=== TEXT FOR ANALYSIS ===
━━━

Third level care experience during SARS-CoV-2 pandemic

Objective. As the SARS-CoV-2 Pandemic has widely changed pregnancy experience and assessment, the inpatient and outpatient services have had to be re-organized. Since March 2020, Careggi University Hospital (CUH) has provided a dedicated COVID-pathway: spaces for women with unknown swab status and a COVID-19 ward delivery room. The aim of this study is to analyze the inpatient and outpatient COVID-19 related activities in CUH.
Materials and Methods. We prospectively collected data from consecutive COVID-19 pregnancies referred from 2020 to 2022, included in the local branch of the ItOSS surveillance. All patients experienced COVID-19 in pregnancy at various stages of severity and gestational ages.
Results. From March 2020 to June 2022, 165 COVID-19 deliveries occurred (169 newborns), while 16 pregnant positive women were admitted without delivering. A single emergency C-section (CS) was performed because of SARS-CoV-2 related ARDS, 15 women experienced serious maternal morbidity and 5 needed ECMO. A single maternal death occurred four months after delivery (C-section). Considering ECMO supported cases during pregnancy or postpartum, the first one tested positive for COVID-19 during the second trimester. She developed ARDS and required ECMO for 38 days. She was discharged in good general conditions and a CS at term was performed following obstetric indication. The second patient developed COVID-19-related ARDS at 28 weeks of gestation and experienced a precipitous vaginal delivery at 31 weeks+6 days of gestation while on ECMO. She was discharged 1 month later in good general conditions. The third patient was an obese (BMI 38) 43-year-old woman who had performed an IVF with embryo donation; she tested positive at 38 weeks+2 days of gestation. A CS was performed because of the worsening of her condition. After the delivery she was admitted in ICU and she underwent ECMO. She died 143 days after the CS by sepsis and multiple organ failure (MOF). For all these pregnancies neonatal outcomes were positive.

━━━

=== SUPPLIED RECORDS ===
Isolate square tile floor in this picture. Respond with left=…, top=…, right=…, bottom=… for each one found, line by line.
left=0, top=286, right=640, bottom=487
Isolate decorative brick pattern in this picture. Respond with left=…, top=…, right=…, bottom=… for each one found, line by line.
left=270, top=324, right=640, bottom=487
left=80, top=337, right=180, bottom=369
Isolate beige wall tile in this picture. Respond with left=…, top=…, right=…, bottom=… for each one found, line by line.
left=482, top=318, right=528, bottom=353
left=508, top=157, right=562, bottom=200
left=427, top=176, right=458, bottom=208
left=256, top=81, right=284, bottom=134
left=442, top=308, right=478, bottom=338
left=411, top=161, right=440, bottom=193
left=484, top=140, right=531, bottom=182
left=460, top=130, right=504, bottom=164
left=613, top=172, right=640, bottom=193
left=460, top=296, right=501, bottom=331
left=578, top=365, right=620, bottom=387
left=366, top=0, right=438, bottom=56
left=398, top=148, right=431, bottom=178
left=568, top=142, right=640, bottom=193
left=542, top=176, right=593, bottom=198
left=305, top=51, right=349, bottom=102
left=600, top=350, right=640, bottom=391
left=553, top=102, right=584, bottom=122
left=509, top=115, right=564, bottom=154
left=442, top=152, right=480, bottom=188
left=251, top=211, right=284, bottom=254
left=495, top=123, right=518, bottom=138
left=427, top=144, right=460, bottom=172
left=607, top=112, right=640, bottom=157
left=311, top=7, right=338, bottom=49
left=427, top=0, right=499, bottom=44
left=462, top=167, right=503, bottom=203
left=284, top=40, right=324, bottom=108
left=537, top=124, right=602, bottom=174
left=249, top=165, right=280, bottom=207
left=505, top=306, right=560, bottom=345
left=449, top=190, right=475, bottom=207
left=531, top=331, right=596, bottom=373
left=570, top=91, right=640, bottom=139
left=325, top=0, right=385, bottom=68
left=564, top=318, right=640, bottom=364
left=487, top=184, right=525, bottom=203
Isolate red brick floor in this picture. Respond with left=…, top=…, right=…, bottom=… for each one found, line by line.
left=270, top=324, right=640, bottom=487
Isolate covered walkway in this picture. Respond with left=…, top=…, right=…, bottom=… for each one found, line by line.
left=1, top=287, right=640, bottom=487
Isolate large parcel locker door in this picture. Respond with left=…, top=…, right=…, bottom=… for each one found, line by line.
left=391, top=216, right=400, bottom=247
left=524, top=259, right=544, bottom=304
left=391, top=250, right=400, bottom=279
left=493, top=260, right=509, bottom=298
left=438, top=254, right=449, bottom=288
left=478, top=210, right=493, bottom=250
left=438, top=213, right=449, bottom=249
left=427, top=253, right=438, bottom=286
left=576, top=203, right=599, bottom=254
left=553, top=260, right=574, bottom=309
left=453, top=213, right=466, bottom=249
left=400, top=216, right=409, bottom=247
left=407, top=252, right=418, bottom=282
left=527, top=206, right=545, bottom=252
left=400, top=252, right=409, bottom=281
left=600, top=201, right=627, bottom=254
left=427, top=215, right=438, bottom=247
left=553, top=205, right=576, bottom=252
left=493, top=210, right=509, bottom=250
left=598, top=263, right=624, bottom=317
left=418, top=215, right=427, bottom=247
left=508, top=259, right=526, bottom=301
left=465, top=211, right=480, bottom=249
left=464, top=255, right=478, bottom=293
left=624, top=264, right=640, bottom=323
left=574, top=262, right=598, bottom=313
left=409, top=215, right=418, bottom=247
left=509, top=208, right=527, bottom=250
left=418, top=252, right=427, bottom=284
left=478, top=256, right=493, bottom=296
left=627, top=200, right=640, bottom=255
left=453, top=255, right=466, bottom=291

━━━

=== WORK ORDER ===
Transcribe the entire abstract on third level care during the SARS-CoV-2 pandemic, word for word. The lines have no connection to the text.

=== OUTPUT BELOW ===
Third level care experience during SARS-CoV-2 pandemic

Objective. As the SARS-CoV-2 Pandemic has widely changed pregnancy experience and assessment, the inpatient and outpatient services have had to be re-organized. Since March 2020, Careggi University Hospital (CUH) has provided a dedicated COVID-pathway: spaces for women with unknown swab status and a COVID-19 ward delivery room. The aim of this study is to analyze the inpatient and outpatient COVID-19 related activities in CUH.
Materials and Methods. We prospectively collected data from consecutive COVID-19 pregnancies referred from 2020 to 2022, included in the local branch of the ItOSS surveillance. All patients experienced COVID-19 in pregnancy at various stages of severity and gestational ages.
Results. From March 2020 to June 2022, 165 COVID-19 deliveries occurred (169 newborns), while 16 pregnant positive women were admitted without delivering. A single emergency C-section (CS) was performed because of SARS-CoV-2 related ARDS, 15 women experienced serious maternal morbidity and 5 needed ECMO. A single maternal death occurred four months after delivery (C-section). Considering ECMO supported cases during pregnancy or postpartum, the first one tested positive for COVID-19 during the second trimester. She developed ARDS and required ECMO for 38 days. She was discharged in good general conditions and a CS at term was performed following obstetric indication. The second patient developed COVID-19-related ARDS at 28 weeks of gestation and experienced a precipitous vaginal delivery at 31 weeks+6 days of gestation while on ECMO. She was discharged 1 month later in good general conditions. The third patient was an obese (BMI 38) 43-year-old woman who had performed an IVF with embryo donation; she tested positive at 38 weeks+2 days of gestation. A CS was performed because of the worsening of her condition. After the delivery she was admitted in ICU and she underwent ECMO. She died 143 days after the CS by sepsis and multiple organ failure (MOF). For all these pregnancies neonatal outcomes were positive.